Passage provided —
[Start of Attachment]

Insurgents launched multiple attacks on Iraqi police across the dangerous Sunni Triangle on Tuesday, killing 24 people — including 19 policemen — a day after the major Sunni Muslim political party pulled out of the Jan. 30 elections citing the deteriorating security situation.
Also Tuesday, a militant group claimed to have executed eight Iraqi employees of the Sandi Group, American security company, saying they had supported the U.S.-led occupation. The claim could not be independently verified.
Twelve policemen died when gunmen attacked a station 12 miles south of Tikrit, Saddam Hussein's hometown, said Arkan Mohammed, a local government official.
A car bomb killed five Iraqi National Guardsmen and injured 26 near Baqouba, a town 35 miles northeast of Baghdad, after the paramilitary troops had cordoned off an area in order to disarm a roadside bomb, said Maj. Neal O'Brien.
In Baqouba, gunmen assassinated Capt. Na'em Muhanad Abdullah, a local police commander, and wounded three other men, a spokesman said.
Elsewhere Tuesday, a car bomb exploded in the village of Muradiya, 18 miles northeast of Baghdad, killing five civilians and wounding dozens, said Dr. Ahmed Fouad of the Baqouba General Hospital.
In Mosul, 225 miles northwest of Baghdad, a gunman attacked a police station in the Hadbaa district, killing one policeman, police Capt. Ahmed Khalil.
In another blow to plans to hold the ballot as scheduled, the largest Sunni political group, the Iraqi Islamic Party withdrew from the race Monday, only hours after a suicide car bomber killed 15 people in Baghdad in an attempt to assassinate the head of Iraq's strongest Shiite party.
The rebels campaign to disrupt the elections for a new constitutional assembly has steadily escalated in recent weeks, and most Sunni parties and religious groups have already decided to boycott the ballot, calling for a postponement of the vote until the security situation stabilizes.
Iraq's national security adviser Qassem Dawoud called on Syria to turn in Saddam Hussein loyalists who are helping insurgents in Iraq and to help secure its border. He said Iraq that Sabaawi al-Hassan, one of Saddam's half brothers, and a Saddam loyalist named Younis al-Ahmed are supporting the insurgency from Syria.
"We hope the Syrian government ... will cooperate with us on drying the sources of terrorism in its territories and limiting the movements of Saddamists there," Dawoud told the Al-Rai Al-Aam daily during a visit to Kuwait.
Insurgents have mainly targeted members of the interim government's security forces — whom they consider to be collaborators with the American occupation forces — killing hundreds in the past two months.
The 10 employees of Sandi Group were kidnapped west of Baghdad on Dec. 13 by militants claiming to represent the Mujahedeen Army, The Black Banner Brigade, and the Mutassim Bellah Brigade.
"Eight have been executed because it was proven that they were supporting the occupying army. The other two will be released for lack of evidence," a statement said.

[End of Attachment]

Referring expression pointing data —
[Start of Attachment]

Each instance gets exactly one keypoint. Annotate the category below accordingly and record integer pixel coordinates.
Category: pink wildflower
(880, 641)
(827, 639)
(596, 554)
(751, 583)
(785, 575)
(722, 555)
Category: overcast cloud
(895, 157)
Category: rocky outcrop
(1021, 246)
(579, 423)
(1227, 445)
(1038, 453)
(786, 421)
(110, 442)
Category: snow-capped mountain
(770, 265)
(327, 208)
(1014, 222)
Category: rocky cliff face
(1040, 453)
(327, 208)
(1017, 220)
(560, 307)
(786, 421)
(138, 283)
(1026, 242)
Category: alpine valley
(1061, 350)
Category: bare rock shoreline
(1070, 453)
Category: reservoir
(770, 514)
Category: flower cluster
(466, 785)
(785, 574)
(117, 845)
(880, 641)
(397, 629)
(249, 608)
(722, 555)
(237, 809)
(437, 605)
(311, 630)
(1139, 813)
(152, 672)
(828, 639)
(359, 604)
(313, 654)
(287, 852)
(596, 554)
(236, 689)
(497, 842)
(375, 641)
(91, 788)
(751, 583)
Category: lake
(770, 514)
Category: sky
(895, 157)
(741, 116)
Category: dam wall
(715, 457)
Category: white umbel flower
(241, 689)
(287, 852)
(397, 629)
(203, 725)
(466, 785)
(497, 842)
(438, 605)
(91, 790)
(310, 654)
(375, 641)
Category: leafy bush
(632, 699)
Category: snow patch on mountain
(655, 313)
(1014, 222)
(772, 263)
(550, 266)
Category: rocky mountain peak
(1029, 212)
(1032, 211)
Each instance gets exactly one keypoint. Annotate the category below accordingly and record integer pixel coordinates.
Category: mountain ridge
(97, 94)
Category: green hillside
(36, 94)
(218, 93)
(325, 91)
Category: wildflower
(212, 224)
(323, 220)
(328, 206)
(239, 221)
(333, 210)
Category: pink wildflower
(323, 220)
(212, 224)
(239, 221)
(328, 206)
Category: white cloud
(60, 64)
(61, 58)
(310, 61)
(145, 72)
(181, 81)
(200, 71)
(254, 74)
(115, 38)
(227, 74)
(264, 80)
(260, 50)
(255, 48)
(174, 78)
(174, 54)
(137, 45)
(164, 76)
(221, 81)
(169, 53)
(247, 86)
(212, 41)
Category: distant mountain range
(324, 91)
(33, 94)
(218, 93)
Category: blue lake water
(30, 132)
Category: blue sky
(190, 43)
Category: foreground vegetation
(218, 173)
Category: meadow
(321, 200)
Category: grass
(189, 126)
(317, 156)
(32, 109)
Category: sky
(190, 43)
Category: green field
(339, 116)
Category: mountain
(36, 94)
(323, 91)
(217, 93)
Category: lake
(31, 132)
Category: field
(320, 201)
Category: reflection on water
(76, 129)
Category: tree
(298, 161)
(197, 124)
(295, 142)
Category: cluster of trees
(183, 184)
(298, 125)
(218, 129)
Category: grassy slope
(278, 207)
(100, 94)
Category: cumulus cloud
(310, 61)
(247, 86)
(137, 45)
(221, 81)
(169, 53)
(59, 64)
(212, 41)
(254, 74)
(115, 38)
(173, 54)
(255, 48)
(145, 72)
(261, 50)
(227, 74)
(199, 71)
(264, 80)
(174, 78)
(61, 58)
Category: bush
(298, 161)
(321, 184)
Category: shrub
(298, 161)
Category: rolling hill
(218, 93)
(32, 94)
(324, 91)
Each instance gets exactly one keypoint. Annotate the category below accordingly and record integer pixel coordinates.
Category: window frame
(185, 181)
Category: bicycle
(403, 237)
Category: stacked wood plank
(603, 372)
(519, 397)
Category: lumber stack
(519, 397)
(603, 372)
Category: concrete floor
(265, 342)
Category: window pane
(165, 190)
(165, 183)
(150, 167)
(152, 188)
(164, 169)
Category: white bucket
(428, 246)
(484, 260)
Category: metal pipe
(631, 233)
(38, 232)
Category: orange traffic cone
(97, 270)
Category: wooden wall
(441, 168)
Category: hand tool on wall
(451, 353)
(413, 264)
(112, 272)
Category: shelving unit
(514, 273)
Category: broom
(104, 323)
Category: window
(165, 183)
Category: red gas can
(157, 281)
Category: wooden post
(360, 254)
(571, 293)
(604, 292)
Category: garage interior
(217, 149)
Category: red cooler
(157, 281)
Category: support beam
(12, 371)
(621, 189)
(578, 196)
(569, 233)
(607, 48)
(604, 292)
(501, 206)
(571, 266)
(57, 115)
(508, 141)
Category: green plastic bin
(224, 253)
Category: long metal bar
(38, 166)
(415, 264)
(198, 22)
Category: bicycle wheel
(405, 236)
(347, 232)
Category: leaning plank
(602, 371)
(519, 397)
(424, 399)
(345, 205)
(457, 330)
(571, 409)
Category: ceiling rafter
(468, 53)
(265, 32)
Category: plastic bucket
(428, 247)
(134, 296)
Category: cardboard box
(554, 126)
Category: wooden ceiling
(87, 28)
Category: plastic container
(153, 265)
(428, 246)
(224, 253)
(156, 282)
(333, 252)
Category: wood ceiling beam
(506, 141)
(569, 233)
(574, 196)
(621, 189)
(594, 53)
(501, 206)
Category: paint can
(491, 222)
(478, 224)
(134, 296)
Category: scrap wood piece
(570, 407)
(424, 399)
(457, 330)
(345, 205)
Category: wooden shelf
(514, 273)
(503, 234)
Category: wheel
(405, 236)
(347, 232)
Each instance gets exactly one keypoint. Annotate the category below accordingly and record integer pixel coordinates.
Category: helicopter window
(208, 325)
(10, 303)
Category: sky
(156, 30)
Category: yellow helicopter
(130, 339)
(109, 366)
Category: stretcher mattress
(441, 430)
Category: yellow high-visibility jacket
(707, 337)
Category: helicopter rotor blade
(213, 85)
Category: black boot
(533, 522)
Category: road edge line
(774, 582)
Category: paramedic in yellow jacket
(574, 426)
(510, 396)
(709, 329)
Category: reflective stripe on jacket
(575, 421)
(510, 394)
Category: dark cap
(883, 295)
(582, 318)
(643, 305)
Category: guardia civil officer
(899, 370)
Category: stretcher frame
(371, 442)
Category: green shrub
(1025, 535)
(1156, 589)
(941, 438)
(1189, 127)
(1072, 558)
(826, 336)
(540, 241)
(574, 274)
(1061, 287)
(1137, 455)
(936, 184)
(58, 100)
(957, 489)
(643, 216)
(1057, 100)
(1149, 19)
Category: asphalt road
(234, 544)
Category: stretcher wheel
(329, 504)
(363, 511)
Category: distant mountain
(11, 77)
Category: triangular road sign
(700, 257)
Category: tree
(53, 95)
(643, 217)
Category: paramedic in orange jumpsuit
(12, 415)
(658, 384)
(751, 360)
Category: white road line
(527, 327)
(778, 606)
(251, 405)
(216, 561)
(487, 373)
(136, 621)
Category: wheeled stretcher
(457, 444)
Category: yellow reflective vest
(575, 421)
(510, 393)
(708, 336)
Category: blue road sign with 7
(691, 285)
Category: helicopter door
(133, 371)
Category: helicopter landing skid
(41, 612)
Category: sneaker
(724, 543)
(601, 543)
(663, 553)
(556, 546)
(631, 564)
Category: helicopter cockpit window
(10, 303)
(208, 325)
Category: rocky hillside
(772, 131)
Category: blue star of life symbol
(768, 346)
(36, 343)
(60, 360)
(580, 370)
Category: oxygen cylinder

[End of Attachment]

Exercise 1 — List every place the news report on attacks in Iraq gives a distance from Baghdad for, along with that distance and direction.
Exercise 2 —
Using the news report on attacks in Iraq, mark each statement yes or no and quote the words that decide it.
(a) The Iraqi Islamic Party withdrew from the race on Monday.
(b) The militant group's claim about executing eight Sandi Group employees was independently verified.
(c) The Sandi Group employees were kidnapped north of Baghdad.
Exercise 3 — According to the news report on attacks in Iraq, how many policemen died when gunmen attacked the station south of Tikrit?

Exercise solution 1 —
Baqouba: 35 miles northeast of Baghdad
Muradiya: 18 miles northeast of Baghdad
Mosul: 225 miles northwest of Baghdad

Exercise solution 2 —
(a) Yes: "the Iraqi Islamic Party withdrew from the race Monday"
(b) No: "The claim could not be independently verified."
(c) No: "kidnapped west of Baghdad on Dec. 13"

Exercise solution 3 — Twelve policemen.